TEXT EXCERPT
## BEGIN

PTX in binary ?

Hello,

As far as I know PTX files are always in text.

Is there a binary version of PTX (so still virtual, but also in binary) ?

Bye,
Skybuck.

AFAIK, machine code is binary and is stored in cubin files which can be embedded in executables. I’ve never heard of any binary representation of PTX. Though, AMD has AMDIL and OpenCL IR which are binary.

What is a cubin ? Is this the text ptx instructions/assembly compiled to the virtual binary version ? Or is this further compiled into final “secret gpu micro-instructions” ?

This is important to know because it is claimed by nvidia that the ptx versions will be able to be compiled to new/future hardware, while gpu-specific compiled versions might not.

It is not clear that there is a virtual binary instruction set. PTX is an assembly language for a GPU-like virtual machine, but I don’t know if CUDA is like Java and has a compact machine code for the same virtual machine.

If you read the CUDA Programming Guide, section 3.1, you will see that NVIDIA indicates that cubins are architecture-specific. It is only the PTX format that can be JIT compiled to newer architectures.

I find this PTX text format a bit risky… what if there are text-based buffer overruns in whatever is compiling the PTX ?!?

Perhaps PTX in “virtual binary” would offer some more protection.

There could also be other advantages:

  1. If the virtual instruction set would be “fixed-size” meaning all instructions have the same size, then perhaps interesting things can be done like easily generate new PTX or make PTX self modifieing and perhaps recompile it or so…

  2. Offer more execution/startup speed. Instead of having to call/invoke a potentially slow “PTX” parser it could instead use a fast “PTX” reader.

  3. Perhaps more protection against buffer overruns, so perhaps more security.

  4. Perhaps also more difficult to reverse engineer ?!? Though this would not be it’s main aim.

  5. Perhaps PTX virtual binary is more compact, saving some space/bytes.

  6. Less information leaked about code behind PTX. (There seems to be quite some useless text in PTX ?!? like file folders and file names… which are probably not used ??? or maybe for debugging or analysis ?)

  7. Perhaps easier to develop tools to run through PTX, no parsers needed.

  8. Perhaps easier to emulate PTX on other machines, even virtual machines. Anybody could write a PTX parser, so just having PTX in text doesn’t stop people from making their own PTX binary format… nvidia might as well take the lead and do it before anybody else does it, just to be able to control it somewhat and set the standard.

## END

INSTRUCTION
Reproduce the passage of the thread about binary PTX that begins with the words "I find this" and stops after the words "perhaps more security.", with every word kept unchanged.

LISTED RECORDS

## BEGIN

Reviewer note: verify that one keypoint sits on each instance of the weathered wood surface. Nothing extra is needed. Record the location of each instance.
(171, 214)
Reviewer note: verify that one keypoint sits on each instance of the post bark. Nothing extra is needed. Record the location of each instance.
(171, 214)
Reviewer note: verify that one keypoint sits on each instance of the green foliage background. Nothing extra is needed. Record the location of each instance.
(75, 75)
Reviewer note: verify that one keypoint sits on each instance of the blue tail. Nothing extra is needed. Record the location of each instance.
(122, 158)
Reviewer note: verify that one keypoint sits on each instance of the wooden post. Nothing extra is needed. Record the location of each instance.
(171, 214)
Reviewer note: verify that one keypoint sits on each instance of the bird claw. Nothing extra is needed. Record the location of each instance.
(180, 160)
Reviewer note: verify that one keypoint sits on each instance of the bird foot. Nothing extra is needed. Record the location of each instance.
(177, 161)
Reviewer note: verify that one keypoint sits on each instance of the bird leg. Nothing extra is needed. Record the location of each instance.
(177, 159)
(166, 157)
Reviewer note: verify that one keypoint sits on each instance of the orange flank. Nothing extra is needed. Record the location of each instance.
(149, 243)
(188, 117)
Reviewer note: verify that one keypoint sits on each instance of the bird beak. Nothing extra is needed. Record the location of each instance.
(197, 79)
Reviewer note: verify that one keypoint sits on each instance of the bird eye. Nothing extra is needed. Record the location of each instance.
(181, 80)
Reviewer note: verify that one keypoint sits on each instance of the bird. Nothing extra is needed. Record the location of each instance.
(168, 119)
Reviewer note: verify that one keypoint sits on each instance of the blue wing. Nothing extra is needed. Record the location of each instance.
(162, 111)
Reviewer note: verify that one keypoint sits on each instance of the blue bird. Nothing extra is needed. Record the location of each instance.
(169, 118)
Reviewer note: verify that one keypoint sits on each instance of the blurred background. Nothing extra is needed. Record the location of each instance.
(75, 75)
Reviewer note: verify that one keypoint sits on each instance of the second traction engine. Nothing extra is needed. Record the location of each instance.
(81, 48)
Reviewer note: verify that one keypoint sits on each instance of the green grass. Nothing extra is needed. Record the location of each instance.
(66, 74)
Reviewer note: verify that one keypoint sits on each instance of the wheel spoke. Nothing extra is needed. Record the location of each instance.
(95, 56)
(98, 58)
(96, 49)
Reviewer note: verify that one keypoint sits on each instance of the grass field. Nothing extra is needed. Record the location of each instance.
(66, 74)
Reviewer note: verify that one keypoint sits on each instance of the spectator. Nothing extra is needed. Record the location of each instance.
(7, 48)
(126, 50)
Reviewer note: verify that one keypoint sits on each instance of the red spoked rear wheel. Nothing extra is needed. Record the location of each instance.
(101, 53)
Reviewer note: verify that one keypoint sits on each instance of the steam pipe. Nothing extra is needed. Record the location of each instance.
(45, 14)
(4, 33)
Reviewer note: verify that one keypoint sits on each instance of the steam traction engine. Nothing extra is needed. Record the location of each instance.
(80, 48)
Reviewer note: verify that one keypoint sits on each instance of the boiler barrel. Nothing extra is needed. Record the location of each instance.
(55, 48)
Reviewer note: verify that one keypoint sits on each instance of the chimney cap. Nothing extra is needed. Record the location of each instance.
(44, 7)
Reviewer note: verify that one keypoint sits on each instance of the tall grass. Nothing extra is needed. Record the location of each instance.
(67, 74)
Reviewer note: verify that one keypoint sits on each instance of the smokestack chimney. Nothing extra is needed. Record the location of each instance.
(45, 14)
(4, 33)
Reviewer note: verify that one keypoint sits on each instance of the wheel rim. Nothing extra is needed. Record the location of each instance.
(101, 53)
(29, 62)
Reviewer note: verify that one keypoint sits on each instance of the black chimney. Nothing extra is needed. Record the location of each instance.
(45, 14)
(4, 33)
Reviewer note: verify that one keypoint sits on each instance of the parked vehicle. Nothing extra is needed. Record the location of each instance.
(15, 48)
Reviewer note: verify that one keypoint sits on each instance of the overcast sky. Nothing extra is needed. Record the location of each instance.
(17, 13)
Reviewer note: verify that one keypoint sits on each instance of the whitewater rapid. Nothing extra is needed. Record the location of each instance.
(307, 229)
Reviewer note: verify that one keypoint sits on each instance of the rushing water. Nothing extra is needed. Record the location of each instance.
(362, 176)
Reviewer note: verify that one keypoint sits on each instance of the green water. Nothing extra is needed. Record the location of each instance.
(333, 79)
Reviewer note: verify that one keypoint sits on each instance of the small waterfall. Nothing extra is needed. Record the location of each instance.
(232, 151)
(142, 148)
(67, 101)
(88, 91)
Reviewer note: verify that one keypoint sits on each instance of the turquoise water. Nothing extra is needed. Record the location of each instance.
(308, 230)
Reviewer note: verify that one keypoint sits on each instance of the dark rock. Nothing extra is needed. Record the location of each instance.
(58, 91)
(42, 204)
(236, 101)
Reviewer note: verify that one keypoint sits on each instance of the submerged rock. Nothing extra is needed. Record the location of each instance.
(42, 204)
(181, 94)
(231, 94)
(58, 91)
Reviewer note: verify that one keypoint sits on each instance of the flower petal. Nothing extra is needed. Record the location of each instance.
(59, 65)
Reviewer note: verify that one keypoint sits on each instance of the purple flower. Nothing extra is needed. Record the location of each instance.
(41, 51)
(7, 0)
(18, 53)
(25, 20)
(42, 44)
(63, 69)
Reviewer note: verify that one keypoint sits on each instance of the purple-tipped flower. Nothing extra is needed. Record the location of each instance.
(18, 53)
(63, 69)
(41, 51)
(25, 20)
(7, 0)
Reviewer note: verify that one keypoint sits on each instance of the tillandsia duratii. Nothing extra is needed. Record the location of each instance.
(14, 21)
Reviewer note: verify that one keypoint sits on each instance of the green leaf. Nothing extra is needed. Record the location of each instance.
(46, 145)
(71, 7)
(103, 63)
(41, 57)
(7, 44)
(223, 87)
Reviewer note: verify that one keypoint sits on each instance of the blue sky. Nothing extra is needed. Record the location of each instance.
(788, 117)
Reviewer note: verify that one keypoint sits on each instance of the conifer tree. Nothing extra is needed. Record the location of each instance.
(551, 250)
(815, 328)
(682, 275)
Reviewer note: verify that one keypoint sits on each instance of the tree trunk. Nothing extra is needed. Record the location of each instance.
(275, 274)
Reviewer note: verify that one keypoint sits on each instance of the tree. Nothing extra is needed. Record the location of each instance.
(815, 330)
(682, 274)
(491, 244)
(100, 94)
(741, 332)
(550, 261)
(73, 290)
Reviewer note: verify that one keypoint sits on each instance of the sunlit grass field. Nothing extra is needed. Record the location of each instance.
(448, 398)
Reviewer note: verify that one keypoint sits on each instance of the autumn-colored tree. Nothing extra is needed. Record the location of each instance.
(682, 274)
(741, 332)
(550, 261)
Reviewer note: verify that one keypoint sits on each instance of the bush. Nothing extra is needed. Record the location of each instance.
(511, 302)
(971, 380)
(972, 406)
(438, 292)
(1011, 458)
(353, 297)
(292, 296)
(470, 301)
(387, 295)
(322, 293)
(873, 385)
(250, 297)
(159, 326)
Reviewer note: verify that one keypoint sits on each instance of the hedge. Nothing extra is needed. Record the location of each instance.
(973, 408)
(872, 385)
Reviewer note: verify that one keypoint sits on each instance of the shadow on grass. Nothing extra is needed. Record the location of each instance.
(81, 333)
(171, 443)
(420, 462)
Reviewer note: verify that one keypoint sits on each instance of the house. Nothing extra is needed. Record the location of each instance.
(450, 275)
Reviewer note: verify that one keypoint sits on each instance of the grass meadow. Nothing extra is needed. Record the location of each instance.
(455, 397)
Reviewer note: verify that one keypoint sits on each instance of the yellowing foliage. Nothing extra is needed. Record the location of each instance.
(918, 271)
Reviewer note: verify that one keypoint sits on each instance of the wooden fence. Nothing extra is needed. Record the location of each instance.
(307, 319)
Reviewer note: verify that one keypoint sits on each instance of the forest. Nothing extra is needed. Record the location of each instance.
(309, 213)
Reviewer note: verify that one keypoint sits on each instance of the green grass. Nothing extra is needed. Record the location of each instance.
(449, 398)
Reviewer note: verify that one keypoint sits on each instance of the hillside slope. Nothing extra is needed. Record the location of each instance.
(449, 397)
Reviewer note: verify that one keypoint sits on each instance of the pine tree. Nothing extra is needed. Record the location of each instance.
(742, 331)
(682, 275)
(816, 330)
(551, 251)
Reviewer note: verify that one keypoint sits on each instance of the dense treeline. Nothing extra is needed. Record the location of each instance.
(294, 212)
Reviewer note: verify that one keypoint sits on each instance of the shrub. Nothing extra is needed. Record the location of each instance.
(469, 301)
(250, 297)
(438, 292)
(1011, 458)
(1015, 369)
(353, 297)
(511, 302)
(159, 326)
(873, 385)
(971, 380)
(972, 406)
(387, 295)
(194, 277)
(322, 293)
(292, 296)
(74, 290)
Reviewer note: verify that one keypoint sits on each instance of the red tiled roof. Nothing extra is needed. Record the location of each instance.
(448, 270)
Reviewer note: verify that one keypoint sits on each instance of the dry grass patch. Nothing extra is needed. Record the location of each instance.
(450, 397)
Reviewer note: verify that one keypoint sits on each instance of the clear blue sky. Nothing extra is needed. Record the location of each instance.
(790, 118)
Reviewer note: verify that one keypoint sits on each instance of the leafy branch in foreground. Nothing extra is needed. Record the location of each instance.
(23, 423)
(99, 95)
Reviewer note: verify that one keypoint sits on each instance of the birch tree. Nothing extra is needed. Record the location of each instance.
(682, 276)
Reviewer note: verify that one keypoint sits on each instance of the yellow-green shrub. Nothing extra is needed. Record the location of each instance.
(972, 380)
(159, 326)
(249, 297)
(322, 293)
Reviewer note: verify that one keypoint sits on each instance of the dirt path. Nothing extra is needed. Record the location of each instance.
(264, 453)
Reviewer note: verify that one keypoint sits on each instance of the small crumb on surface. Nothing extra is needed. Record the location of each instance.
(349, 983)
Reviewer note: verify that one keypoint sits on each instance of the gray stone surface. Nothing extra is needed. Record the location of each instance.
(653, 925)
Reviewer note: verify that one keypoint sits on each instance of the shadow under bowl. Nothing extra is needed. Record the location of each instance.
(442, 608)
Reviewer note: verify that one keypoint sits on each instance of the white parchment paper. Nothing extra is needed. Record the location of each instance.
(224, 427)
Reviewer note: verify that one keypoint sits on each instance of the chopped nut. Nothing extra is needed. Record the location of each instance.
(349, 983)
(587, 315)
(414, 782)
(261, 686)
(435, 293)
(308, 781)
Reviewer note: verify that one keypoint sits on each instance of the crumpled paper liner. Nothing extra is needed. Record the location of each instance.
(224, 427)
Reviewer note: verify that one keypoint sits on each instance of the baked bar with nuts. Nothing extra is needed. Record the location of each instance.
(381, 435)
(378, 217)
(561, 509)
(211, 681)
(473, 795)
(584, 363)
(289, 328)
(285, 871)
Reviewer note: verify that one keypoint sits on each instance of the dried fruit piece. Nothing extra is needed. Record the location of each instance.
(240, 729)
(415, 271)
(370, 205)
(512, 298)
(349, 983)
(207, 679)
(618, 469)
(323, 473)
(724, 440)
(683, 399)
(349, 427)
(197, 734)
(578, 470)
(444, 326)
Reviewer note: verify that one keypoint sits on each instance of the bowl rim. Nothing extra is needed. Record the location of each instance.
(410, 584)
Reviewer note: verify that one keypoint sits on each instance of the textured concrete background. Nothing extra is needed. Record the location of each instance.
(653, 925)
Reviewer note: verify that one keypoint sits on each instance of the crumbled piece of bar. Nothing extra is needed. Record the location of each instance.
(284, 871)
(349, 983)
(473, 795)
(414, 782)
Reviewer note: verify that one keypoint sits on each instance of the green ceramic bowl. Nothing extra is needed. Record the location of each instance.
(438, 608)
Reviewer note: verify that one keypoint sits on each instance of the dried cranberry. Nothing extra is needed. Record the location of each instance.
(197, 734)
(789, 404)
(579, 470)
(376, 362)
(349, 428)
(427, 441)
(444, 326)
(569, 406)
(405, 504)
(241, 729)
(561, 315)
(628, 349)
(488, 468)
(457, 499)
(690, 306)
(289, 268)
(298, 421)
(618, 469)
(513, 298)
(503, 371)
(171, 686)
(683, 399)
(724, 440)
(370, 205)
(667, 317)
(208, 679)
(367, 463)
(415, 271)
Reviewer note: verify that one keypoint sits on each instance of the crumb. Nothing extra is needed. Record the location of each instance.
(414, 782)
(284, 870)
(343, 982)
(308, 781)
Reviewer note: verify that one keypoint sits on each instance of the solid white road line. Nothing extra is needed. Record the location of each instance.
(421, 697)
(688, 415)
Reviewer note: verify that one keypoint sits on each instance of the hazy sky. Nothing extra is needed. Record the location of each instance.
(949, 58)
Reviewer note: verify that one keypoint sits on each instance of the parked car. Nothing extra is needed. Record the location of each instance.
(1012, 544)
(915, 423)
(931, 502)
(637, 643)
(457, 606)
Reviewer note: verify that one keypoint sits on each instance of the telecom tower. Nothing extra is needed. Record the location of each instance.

## END

ANSWER FOR THIS EXERCISE
I find this PTX text format a bit risky… what if there are text-based buffer overruns in whatever is compiling the PTX ?!?

Perhaps PTX in “virtual binary” would offer some more protection.

There could also be other advantages:

  1. If the virtual instruction set would be “fixed-size” meaning all instructions have the same size, then perhaps interesting things can be done like easily generate new PTX or make PTX self modifieing and perhaps recompile it or so…

  2. Offer more execution/startup speed. Instead of having to call/invoke a potentially slow “PTX” parser it could instead use a fast “PTX” reader.

  3. Perhaps more protection against buffer overruns, so perhaps more security.